Page extract>
-*-

## Carry Counts

Hello all!

It’s been a while since I’ve been able to post, but I wanted to cover another Bloomsburg problem from 2018 for my programming club.  The problem description is this:

When calculating the sum of two numbers by hand, we first add the digits in the 1’s position, and if the result overflows (i.e., is greater than 9) then we carry the leftmost 1 in the result to the 10’s position. This process is repeated at the 10’s position, then at the 100’s position, and so on. For example, if we are calculating 1523 + 817 by hand, we write: In this case, there are two carries (shown in circles).

Write a program that prompts the user for two positive integers and outputs the number of carries that would occur when performing addition by hand.

The following test cases illustrate the required I/O format. We’ll begin this problem by defining our variables and taking in some input.  Our input will be the two integers we will be adding, and then we will be putting them into a list.

carries = 0
int1 = int(raw_input("Enter two positive integers to be added: "))
int2 = int(raw_input())
ints = [int1, int2]

Next up we need to define our algorithm we will be using.   For this problem we will be using a new function called zfill(). The zfill() function fills a string up with zeroes on the left side until a specific length is reached.  We’ll also be using the .max() method to find the maximum value of the list, and then run the len() method on it to get the max length.  Doing this we can fill up both integers until they are the same length, allowing me to then work backwords through them, adding each value from right to left and counting the carries for each value.

length = len(max(ints))
add1 = int1.zfill(length)
add2 = int2.zfill(length)

Then we’ll use a for loop to loop through the length of the integers, moving from right to left and adding each value.  If the summed value is greater than 9, then the value will have a carry.  We also need to create a variable called extra, which I will use as the actual carry, because in a case like 89+11 the carry from the ones value causes the tens value to also increase by one, so we must account for it.  Otherwise if the summed value is less than or equal to nine, we do nothing and set extra equal to zero.

for i in range(length):
if int(add1[-(i+1)]) + int(add2[-(i+1)]) + extra >=10:
extra = 1
carries += 1
elif int(add1[-(i+1)]) + int(add2[-(i+1)]) + extra <= 9:
extra = 0

After we’ve iterated through the integers, we just need to check how many carries there were and print our statements accordingly for grammatical correctness.

-*-

Stored data>
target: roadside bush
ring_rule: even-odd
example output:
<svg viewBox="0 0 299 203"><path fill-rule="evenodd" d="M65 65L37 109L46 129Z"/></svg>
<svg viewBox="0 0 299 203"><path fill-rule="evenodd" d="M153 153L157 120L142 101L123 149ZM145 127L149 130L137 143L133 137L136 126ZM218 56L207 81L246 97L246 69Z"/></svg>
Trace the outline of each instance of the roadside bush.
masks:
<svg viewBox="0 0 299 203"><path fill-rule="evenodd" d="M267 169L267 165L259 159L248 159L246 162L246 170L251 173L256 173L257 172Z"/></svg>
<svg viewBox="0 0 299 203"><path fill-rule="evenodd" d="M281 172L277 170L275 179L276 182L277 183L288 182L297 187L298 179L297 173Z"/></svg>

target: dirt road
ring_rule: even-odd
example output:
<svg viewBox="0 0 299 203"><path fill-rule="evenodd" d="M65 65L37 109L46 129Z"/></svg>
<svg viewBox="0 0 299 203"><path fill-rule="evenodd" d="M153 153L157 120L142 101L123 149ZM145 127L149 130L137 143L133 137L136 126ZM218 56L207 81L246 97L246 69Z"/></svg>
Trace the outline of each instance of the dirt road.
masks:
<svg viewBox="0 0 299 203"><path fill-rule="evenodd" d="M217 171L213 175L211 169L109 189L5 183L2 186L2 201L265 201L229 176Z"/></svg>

-*-

Requirements> Can you transcribe the part of the carry counts post that begins at the words "The following test" and stops after "int2 = int(raw_input())"?

Solved exercise>
The following test cases illustrate the required I/O format. We’ll begin this problem by defining our variables and taking in some input.  Our input will be the two integers we will be adding, and then we will be putting them into a list.

carries = 0
int1 = int(raw_input("Enter two positive integers to be added: "))
int2 = int(raw_input())